* **Short problem**
Pick out every line in the entries below that contains the word "book", and copy each of those lines.

[A run of entries]
::::
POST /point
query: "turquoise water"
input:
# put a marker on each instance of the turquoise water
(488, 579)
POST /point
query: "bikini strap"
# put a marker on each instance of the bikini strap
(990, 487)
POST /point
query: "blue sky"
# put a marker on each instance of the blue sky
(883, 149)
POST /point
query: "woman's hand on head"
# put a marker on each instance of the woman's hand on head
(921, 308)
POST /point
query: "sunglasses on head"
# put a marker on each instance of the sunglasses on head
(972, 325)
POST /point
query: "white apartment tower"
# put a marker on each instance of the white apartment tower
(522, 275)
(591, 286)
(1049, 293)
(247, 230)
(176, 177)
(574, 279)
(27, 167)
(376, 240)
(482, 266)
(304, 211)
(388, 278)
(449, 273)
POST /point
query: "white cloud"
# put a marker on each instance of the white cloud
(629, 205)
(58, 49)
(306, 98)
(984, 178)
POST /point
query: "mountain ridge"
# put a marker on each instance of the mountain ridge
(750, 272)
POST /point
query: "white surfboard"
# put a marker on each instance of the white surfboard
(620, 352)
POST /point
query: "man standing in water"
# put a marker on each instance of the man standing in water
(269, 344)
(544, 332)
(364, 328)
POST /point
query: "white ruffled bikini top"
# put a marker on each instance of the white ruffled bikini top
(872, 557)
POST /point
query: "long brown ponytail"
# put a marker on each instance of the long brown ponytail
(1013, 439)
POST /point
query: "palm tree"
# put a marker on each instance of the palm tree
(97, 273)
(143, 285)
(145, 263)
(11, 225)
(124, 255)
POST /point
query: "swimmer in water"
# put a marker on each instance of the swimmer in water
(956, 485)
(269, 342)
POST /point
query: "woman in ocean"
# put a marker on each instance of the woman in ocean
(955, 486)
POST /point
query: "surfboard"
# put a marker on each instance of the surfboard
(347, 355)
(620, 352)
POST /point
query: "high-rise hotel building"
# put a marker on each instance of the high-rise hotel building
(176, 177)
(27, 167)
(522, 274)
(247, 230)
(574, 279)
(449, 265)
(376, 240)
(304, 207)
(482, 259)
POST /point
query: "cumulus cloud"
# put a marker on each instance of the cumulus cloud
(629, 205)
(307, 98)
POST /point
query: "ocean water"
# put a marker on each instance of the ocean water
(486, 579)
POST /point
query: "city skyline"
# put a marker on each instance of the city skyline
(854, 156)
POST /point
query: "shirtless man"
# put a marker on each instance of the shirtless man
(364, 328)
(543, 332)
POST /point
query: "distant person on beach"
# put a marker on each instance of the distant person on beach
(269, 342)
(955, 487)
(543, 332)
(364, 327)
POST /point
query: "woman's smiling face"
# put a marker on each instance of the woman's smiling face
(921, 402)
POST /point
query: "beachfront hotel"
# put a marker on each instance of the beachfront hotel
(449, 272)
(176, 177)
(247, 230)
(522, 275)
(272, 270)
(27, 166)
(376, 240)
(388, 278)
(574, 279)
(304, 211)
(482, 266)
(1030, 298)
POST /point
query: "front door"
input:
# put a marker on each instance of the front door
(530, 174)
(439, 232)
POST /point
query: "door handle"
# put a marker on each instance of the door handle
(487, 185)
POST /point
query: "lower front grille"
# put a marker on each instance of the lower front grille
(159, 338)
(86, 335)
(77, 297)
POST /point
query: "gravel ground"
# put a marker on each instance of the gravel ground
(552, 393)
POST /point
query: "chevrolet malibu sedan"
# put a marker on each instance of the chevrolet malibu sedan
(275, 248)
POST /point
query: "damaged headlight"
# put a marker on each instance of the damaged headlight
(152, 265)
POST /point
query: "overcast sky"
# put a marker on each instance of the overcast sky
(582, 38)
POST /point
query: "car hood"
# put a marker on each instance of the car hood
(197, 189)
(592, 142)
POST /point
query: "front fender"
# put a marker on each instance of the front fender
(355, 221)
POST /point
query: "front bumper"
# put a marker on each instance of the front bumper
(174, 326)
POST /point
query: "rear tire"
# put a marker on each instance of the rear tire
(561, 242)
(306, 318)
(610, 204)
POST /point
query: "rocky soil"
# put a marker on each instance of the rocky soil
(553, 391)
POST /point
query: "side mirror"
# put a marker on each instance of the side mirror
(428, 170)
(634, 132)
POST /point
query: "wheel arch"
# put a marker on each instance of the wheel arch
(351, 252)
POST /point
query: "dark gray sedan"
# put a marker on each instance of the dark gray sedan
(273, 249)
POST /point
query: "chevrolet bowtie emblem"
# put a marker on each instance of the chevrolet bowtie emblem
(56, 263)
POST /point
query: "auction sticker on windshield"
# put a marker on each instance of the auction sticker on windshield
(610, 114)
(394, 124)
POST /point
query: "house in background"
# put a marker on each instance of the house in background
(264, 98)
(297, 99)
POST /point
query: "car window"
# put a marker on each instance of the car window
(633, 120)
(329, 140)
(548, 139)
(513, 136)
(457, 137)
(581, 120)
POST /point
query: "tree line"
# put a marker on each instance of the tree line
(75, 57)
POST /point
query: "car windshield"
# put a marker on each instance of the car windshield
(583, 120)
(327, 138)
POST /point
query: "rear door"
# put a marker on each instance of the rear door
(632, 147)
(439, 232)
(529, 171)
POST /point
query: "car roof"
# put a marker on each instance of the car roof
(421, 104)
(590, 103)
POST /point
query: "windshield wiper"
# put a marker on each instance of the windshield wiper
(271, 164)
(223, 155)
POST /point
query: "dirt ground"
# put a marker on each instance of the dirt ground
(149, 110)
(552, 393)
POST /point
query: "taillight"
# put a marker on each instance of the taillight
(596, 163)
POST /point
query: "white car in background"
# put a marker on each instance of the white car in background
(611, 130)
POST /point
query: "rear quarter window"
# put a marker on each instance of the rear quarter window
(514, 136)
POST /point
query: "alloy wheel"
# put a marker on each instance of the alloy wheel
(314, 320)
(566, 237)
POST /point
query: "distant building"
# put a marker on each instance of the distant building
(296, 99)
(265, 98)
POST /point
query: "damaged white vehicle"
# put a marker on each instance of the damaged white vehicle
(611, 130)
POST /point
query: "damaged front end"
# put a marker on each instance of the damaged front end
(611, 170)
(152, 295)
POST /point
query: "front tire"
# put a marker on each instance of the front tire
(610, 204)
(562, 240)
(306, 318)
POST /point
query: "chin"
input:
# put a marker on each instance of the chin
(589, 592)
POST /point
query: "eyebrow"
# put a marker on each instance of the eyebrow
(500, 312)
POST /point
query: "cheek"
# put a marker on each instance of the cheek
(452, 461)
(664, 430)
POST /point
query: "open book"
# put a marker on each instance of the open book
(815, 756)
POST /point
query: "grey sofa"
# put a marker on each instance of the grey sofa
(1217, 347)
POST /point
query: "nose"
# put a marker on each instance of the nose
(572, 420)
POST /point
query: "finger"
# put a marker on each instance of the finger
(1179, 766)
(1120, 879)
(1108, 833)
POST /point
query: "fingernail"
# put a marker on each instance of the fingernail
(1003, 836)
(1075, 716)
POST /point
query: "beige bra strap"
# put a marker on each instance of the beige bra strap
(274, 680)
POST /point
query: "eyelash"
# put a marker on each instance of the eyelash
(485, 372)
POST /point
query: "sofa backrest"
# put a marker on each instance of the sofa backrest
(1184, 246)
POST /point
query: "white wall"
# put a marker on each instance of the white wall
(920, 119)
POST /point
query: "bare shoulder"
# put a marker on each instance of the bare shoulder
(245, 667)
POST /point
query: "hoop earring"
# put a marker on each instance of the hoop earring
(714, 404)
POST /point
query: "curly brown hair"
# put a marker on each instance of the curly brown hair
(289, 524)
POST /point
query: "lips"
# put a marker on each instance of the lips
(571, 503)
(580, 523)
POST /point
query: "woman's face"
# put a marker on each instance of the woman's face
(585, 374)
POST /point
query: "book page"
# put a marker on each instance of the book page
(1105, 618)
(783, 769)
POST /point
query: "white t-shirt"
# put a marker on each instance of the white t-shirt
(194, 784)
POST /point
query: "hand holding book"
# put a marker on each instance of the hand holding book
::::
* **Answer to the problem**
query: "open book"
# put a marker on each instance of the open book
query: "book page"
# put a marker on each instance of the book page
query: "hand holding book"
# put a marker on each instance of the hand holding book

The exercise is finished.